**PROBLEM DETAILS**
Your task is to transcribe all of the records exactly and leave out the pictures.

**EXTRACTED DATA**
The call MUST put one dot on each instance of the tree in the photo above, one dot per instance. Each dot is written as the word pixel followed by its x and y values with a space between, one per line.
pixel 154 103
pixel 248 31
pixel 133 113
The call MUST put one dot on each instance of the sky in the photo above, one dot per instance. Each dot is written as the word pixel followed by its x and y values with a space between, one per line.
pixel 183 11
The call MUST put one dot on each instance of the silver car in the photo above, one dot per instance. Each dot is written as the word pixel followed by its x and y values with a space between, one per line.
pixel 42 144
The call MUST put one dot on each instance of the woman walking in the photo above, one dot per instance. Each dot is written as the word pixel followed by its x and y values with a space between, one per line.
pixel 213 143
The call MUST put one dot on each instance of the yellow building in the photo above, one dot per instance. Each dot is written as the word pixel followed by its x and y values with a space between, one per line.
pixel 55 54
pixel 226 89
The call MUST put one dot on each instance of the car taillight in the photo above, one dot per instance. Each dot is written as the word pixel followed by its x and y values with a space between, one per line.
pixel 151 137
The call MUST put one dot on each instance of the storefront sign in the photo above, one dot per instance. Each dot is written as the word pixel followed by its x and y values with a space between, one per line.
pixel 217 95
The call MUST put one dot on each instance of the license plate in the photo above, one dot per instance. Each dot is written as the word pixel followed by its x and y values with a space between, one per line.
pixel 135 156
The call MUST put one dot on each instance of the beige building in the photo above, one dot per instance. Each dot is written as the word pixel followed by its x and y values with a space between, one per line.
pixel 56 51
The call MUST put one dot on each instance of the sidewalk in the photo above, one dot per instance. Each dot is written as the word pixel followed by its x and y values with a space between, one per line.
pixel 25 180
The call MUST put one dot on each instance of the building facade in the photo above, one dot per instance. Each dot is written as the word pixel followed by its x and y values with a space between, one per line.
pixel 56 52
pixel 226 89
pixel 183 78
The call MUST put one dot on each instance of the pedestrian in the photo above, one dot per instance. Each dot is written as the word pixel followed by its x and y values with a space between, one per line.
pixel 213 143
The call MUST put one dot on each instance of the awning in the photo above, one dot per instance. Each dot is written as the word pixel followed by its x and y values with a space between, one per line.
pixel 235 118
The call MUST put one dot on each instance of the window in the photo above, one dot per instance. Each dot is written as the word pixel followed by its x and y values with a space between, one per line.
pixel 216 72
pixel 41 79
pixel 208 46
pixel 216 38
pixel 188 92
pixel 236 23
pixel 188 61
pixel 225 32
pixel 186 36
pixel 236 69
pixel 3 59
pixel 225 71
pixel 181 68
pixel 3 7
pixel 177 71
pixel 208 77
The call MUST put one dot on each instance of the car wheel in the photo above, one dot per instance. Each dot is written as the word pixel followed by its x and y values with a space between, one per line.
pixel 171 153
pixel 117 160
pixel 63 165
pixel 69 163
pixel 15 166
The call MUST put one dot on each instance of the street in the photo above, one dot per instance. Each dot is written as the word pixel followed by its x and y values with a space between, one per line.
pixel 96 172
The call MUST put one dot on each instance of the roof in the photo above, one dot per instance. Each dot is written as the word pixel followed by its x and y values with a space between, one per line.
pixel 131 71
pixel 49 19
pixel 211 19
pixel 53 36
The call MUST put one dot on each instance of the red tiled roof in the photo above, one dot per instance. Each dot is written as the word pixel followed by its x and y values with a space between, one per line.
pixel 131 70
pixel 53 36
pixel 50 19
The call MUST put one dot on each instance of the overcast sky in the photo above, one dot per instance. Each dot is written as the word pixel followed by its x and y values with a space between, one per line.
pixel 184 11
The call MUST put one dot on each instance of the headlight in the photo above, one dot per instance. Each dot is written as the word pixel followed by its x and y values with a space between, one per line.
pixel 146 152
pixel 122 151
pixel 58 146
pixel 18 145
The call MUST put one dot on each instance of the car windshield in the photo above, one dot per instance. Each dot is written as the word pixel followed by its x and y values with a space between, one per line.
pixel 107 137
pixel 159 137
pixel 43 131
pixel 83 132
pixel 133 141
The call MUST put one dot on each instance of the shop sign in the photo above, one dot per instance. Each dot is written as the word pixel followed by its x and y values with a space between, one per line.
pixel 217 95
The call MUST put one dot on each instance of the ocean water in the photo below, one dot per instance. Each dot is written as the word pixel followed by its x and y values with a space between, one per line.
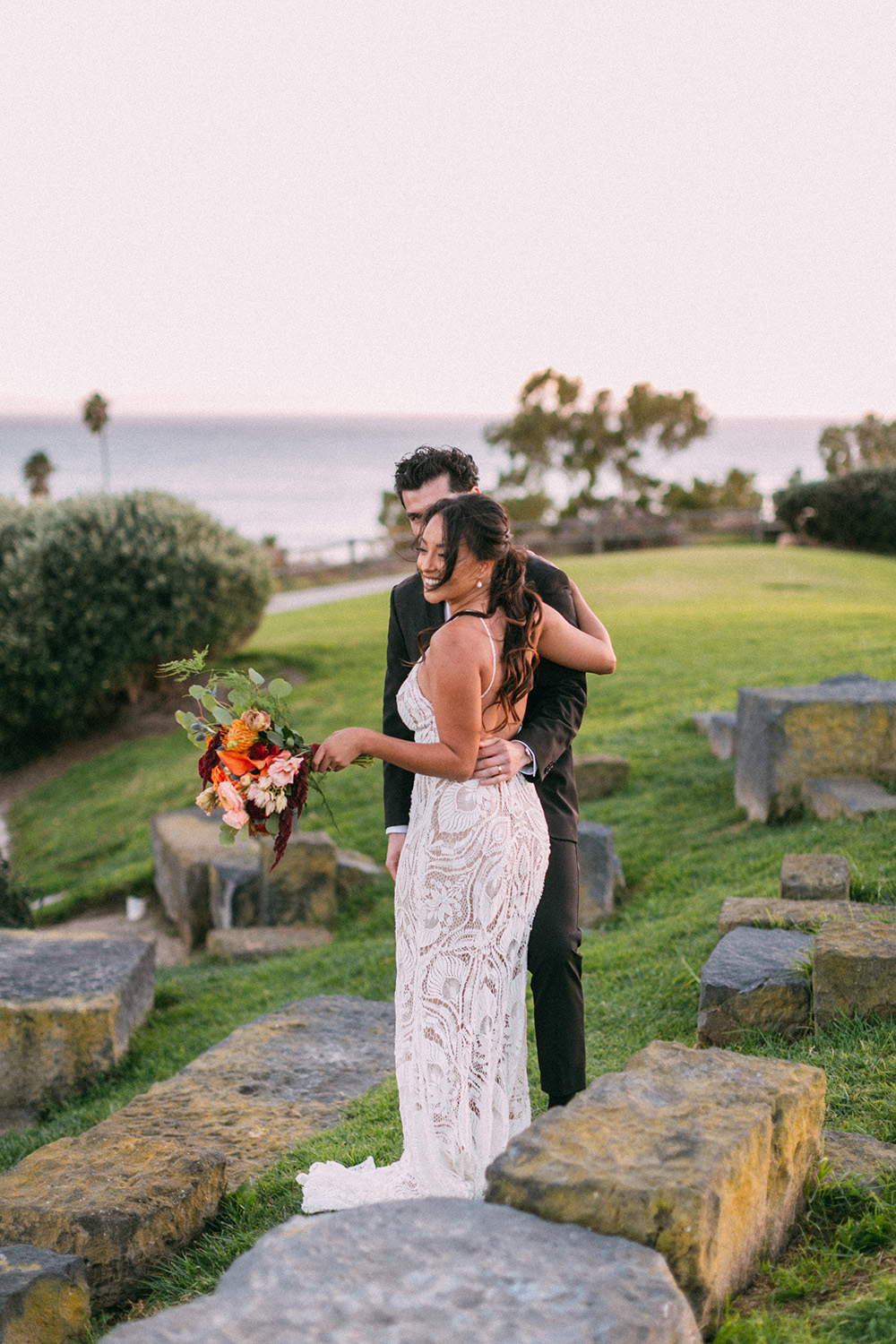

**EXERCISE ANSWER**
The call MUST put one dot on each instance of the tree in the photo above, one dot per instance. Each dot is written as the word pixel followed by its x and y values with a space between, one per line.
pixel 154 103
pixel 248 31
pixel 133 113
The call MUST put one dot on each instance of the sky in the photo above, one dot per instance. Each dot is written as the word pixel followed by its x and y values with a space between, one per line.
pixel 183 11
The call MUST put one dot on each instance of the silver car in the photo above, one dot per instance. Each dot is written as the word pixel followed by its x and y values with a space between, one per line.
pixel 42 144
The call MUST put one dot on each instance of the woman walking in the photo above, one dot per instance. Each dot is written as the word pixel followed by its x and y values with a space between, one per line.
pixel 213 143
The call MUST put one dot on each instance of the yellow building in the photo above, one dot per instance. Each dot is written as the word pixel followed by its x and y values with a space between, one per line.
pixel 55 54
pixel 226 89
The call MUST put one dot on each instance of the car taillight in the photo above, one dot per instance. Each dot is written as the word pixel followed by its x and y values with a space between, one per line.
pixel 151 137
The call MUST put one dot on each instance of the storefront sign in the photo above, one dot per instance. Each dot is written as the word pixel followed by its x and y values with a space between, one per line.
pixel 217 95
The call MUST put one dot on each instance of the license plate in the photo above, one dot per instance. Each dot is written as the word pixel followed by its x and y values with a space between, one per line.
pixel 135 156
The call MUST put one dot on each instance of the beige building in the photo above, one dot per instance. Each dot is written as the word pixel followed by its x and y values with a space between, one per line.
pixel 56 51
The call MUST put one dot on each instance of the sidewalk in the photo above, one dot per instance. Each dot is written as the word pixel followed by its x and y values with a space between, one per line.
pixel 25 180
The call MUST put one dot on each instance of the building facade in the photo above, one dot per instance. Each dot is written as the word pixel followed by its x and y values with a space between, one per line.
pixel 56 52
pixel 226 89
pixel 183 78
The call MUST put one dot on each instance of the pedestrian in the photo above, one dot per instance. Each dot is written as the word pixel followed by its x and y values with a space between, one per line.
pixel 213 143
The call MUST put one dot on each instance of the awning in the photo above, one dot per instance. Each dot is written as the word pixel followed by its x and y values with a space between, one per line.
pixel 235 118
The call MUST put one dot on each instance of the window in the photo above, one dot per instance. Each dot is written as the word pixel followed by its x and y values with a space between, one per line.
pixel 216 72
pixel 41 79
pixel 208 46
pixel 216 38
pixel 188 92
pixel 236 23
pixel 188 61
pixel 225 32
pixel 186 36
pixel 236 69
pixel 3 59
pixel 225 71
pixel 181 68
pixel 3 7
pixel 177 71
pixel 208 77
The call MUST put one dot on each instance of the car wheel in the photo above, one dot per instance. Each dot is written as the word pixel followed by its x and y values with a space between, one per line.
pixel 171 153
pixel 117 160
pixel 63 165
pixel 69 163
pixel 15 166
The call MUST put one dot on each instance of the street in the photo above, one dot per instance. Each dot is written as the word pixel followed by its x and y values with a space between, one per line.
pixel 96 172
The call MUST put one dot on each instance of the roof in the photo above, one dot per instance. Each dot is written as the word pixel followed by its x and y values with a space between, one per line.
pixel 131 71
pixel 49 19
pixel 211 19
pixel 53 36
The call MUST put one dot on each instance of the red tiled roof in the photo above, one dot per instance. Each dot is written as the word pixel followed by its x and y values with a space between, one per line.
pixel 131 70
pixel 53 36
pixel 50 19
The call MUST put one dot on each instance of the overcast sky in the photo above, one dot per instance. Each dot is written as the word pixel followed by its x and y values with a space between, one per line.
pixel 184 11
The call MUST put one dot on each instance of the headlight in the photo above, one dot per instance. Each dot is written as the word pixel followed by its x and y values with a space between, one per line.
pixel 146 152
pixel 122 151
pixel 58 146
pixel 18 145
The call MUST put one dot on each instance of the car windshield in the photo above, one dot per instance. Each dot is written as the word pixel followed by its x and y values with a space between, one per line.
pixel 107 137
pixel 159 137
pixel 43 131
pixel 83 132
pixel 133 141
The call MUST put one dot on each instance of the shop sign in the photo above, one dot per instance. Each dot is written as the word pixel followed by its x and y values with a space between, one per line.
pixel 217 95
The call MUST put one dot on each instance of the ocean water in the photo below, one dot per instance. Each dot is written as the word pixel followed by its x and y values with a space between, one per line.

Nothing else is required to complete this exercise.